▶ _BRANO SCELTO_
##############################

05 - Le sette sorelle
Pur conoscendole da sempre, fino a oggi non ero mai riuscito ad imparare a memoria i nomi di queste sette isole. Vulcano, Lipari e Salina sono le tre più vicine fra loro, e quelle con la maggior presenza di turisti, a terra o in barca. A ovest di Salina ci sono Filicudi e Alicudi, mentre a nord est di Salina c’è Panarea e per ultima Stromboli, la più lontana. Vi sono poi altre piccole isole, attorno a Panarea, come Basiluzzo o Dattilo, ma sono molto piccole e disabitate. Abbiamo intenzione di vederle tutte e sette, ma non so se ci riusciremo.
Lasciata Vulcano torniamo verso Lipari, fermandoci a Cugno Lungo, una piccola insenatura sulla costa ovest dell’isola, con le pareti a picco e belle e grandi grotte marine. Come in tutte le baie qui alle Eolie, di giorno si fa fatica a trovare un buco dove fermarsi all'àncora - per di più oggi è domenica - ma la sera spariscono tutti e si rimane quasi da soli.
Lunedì 14 luglio, Salina
Mi sono svegliato alle 6,30, come spesso mi accade in questa vacanza. Il mare è perfettamente calmo. Preparo la macchinetta del caffè e la lascio sul fornello, pronta per quando anche Lella si sveglierà. Nelle altre due barche che sono rimaste per la notte tutti dormono, almeno apparentemente. Esco dal pozzetto e mi metto in piedi sulla spiaggetta di poppa, a guardare il mare e le grotte. Poi mi tuffo, l’acqua fresca scorre da una parte all’altra del corpo mentre nuoto sott’acqua; le bolle d’aria escono dal naso e lentamente riguadagno la superfice del mare. È meraviglioso tuffarsi in acqua la mattina presto appena svegli. Faccio una nuotata, raggiungo la parete sotto la quale siamo ancorati, ed entro in una delle grotte. È buio, silenzio, si vede a malapena sott’acqua la luce riflessa dal soffitto. La risacca del mare rimbomba nel vuoto della grotta e il suono si amplifica. Pochi pesci si muovono fra i sassi del fondo, ieri ce n’erano molti di più, forse dormono ancora. Un granchio sta mangiucchiando, portandosi rapidamente le chele alla bocca; arrivano anche alcune piccole castagnole, pesciolini bruni che si incontrano sempre in grandi quantità, poi un sarago, un gruppetto di salpe, alcune occhiate... il mare si sta risvegliando.

##############################

▶ _DATI ESTRATTI_
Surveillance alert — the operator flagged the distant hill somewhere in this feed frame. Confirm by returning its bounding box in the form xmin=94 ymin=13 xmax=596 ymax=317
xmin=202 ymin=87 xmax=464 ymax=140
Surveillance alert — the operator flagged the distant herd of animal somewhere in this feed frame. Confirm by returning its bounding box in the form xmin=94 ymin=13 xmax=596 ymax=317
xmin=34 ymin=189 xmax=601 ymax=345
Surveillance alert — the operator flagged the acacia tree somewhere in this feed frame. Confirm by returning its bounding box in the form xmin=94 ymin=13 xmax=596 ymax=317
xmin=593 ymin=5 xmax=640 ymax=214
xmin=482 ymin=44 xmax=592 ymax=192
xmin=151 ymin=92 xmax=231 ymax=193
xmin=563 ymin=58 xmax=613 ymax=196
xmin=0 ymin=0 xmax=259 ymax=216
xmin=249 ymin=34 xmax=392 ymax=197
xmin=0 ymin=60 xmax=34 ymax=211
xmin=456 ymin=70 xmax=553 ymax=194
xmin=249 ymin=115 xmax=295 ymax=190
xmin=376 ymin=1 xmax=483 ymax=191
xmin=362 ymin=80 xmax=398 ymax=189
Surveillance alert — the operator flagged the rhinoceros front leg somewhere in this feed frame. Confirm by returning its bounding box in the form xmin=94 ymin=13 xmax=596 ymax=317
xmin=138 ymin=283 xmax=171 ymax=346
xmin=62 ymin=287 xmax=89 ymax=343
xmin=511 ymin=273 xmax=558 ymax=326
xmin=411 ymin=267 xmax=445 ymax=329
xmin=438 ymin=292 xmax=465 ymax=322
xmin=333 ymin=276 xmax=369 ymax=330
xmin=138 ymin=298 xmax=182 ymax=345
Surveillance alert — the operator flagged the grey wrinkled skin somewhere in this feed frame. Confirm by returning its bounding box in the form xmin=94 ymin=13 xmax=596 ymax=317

##############################

Trascrivi per intero il brano sulle isole Eolie, parola per parola e senza alcuna modifica.

05 - Le sette sorelle
Pur conoscendole da sempre, fino a oggi non ero mai riuscito ad imparare a memoria i nomi di queste sette isole. Vulcano, Lipari e Salina sono le tre più vicine fra loro, e quelle con la maggior presenza di turisti, a terra o in barca. A ovest di Salina ci sono Filicudi e Alicudi, mentre a nord est di Salina c’è Panarea e per ultima Stromboli, la più lontana. Vi sono poi altre piccole isole, attorno a Panarea, come Basiluzzo o Dattilo, ma sono molto piccole e disabitate. Abbiamo intenzione di vederle tutte e sette, ma non so se ci riusciremo.
Lasciata Vulcano torniamo verso Lipari, fermandoci a Cugno Lungo, una piccola insenatura sulla costa ovest dell’isola, con le pareti a picco e belle e grandi grotte marine. Come in tutte le baie qui alle Eolie, di giorno si fa fatica a trovare un buco dove fermarsi all'àncora - per di più oggi è domenica - ma la sera spariscono tutti e si rimane quasi da soli.
Lunedì 14 luglio, Salina
Mi sono svegliato alle 6,30, come spesso mi accade in questa vacanza. Il mare è perfettamente calmo. Preparo la macchinetta del caffè e la lascio sul fornello, pronta per quando anche Lella si sveglierà. Nelle altre due barche che sono rimaste per la notte tutti dormono, almeno apparentemente. Esco dal pozzetto e mi metto in piedi sulla spiaggetta di poppa, a guardare il mare e le grotte. Poi mi tuffo, l’acqua fresca scorre da una parte all’altra del corpo mentre nuoto sott’acqua; le bolle d’aria escono dal naso e lentamente riguadagno la superfice del mare. È meraviglioso tuffarsi in acqua la mattina presto appena svegli. Faccio una nuotata, raggiungo la parete sotto la quale siamo ancorati, ed entro in una delle grotte. È buio, silenzio, si vede a malapena sott’acqua la luce riflessa dal soffitto. La risacca del mare rimbomba nel vuoto della grotta e il suono si amplifica. Pochi pesci si muovono fra i sassi del fondo, ieri ce n’erano molti di più, forse dormono ancora. Un granchio sta mangiucchiando, portandosi rapidamente le chele alla bocca; arrivano anche alcune piccole castagnole, pesciolini bruni che si incontrano sempre in grandi quantità, poi un sarago, un gruppetto di salpe, alcune occhiate... il mare si sta risvegliando.